Stored data:
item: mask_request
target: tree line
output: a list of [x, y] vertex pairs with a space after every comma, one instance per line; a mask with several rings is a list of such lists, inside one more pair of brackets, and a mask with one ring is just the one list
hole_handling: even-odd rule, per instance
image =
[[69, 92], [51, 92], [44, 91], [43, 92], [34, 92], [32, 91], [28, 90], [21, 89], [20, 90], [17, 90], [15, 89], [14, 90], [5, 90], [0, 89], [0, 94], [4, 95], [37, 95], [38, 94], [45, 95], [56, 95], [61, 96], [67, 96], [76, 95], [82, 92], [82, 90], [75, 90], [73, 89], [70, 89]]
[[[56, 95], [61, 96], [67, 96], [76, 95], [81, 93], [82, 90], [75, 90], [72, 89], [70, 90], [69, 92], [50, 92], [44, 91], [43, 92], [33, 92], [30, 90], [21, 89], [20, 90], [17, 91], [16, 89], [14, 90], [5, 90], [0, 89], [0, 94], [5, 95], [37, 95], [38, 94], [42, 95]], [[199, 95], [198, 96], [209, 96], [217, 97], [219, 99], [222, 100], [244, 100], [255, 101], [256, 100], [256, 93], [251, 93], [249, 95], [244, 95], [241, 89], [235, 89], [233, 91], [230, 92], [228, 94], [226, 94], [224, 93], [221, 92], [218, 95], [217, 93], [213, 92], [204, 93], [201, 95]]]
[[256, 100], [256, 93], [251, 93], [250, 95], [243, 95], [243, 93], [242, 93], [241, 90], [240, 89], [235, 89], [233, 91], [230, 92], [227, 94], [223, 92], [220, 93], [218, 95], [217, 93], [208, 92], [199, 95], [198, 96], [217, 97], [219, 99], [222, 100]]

= What is expected =
Render the rows above as a two-column CSV with the header request,answer, writing one line per request that holds its text and its answer. Enclose each field in quotes and replace every line break with a space.

= Expected answer =
request,answer
"item: mask_request target: tree line output: a list of [x, y] vertex pairs with a space after every comma, one instance per line; a mask with several rings is a list of such lists, inside one more pair of brackets, and a mask with one ring is just the one list hole_handling: even-odd rule, per instance image =","[[69, 92], [51, 92], [44, 91], [43, 92], [34, 92], [32, 91], [28, 90], [21, 89], [20, 90], [17, 90], [15, 89], [14, 90], [5, 90], [0, 89], [0, 94], [4, 95], [37, 95], [38, 94], [45, 95], [56, 95], [61, 96], [67, 96], [76, 95], [82, 92], [82, 90], [75, 90], [73, 89], [70, 89]] [[[56, 95], [61, 96], [67, 96], [76, 95], [81, 93], [82, 90], [75, 90], [72, 89], [70, 90], [69, 92], [50, 92], [44, 91], [43, 92], [33, 92], [30, 90], [21, 89], [20, 90], [17, 91], [16, 89], [14, 90], [5, 90], [0, 89], [0, 94], [5, 95], [37, 95], [38, 94], [42, 95]], [[199, 95], [198, 96], [209, 96], [217, 97], [219, 99], [222, 100], [244, 100], [255, 101], [256, 100], [256, 93], [251, 93], [249, 95], [244, 95], [241, 89], [235, 89], [233, 91], [230, 92], [228, 94], [226, 94], [224, 93], [221, 92], [218, 95], [217, 93], [213, 92], [204, 93], [201, 95]]] [[256, 100], [256, 93], [251, 93], [250, 95], [243, 95], [243, 93], [242, 93], [241, 90], [240, 89], [235, 89], [233, 91], [230, 92], [227, 94], [223, 92], [220, 93], [218, 95], [217, 93], [208, 92], [199, 95], [198, 96], [217, 97], [219, 99], [222, 100]]"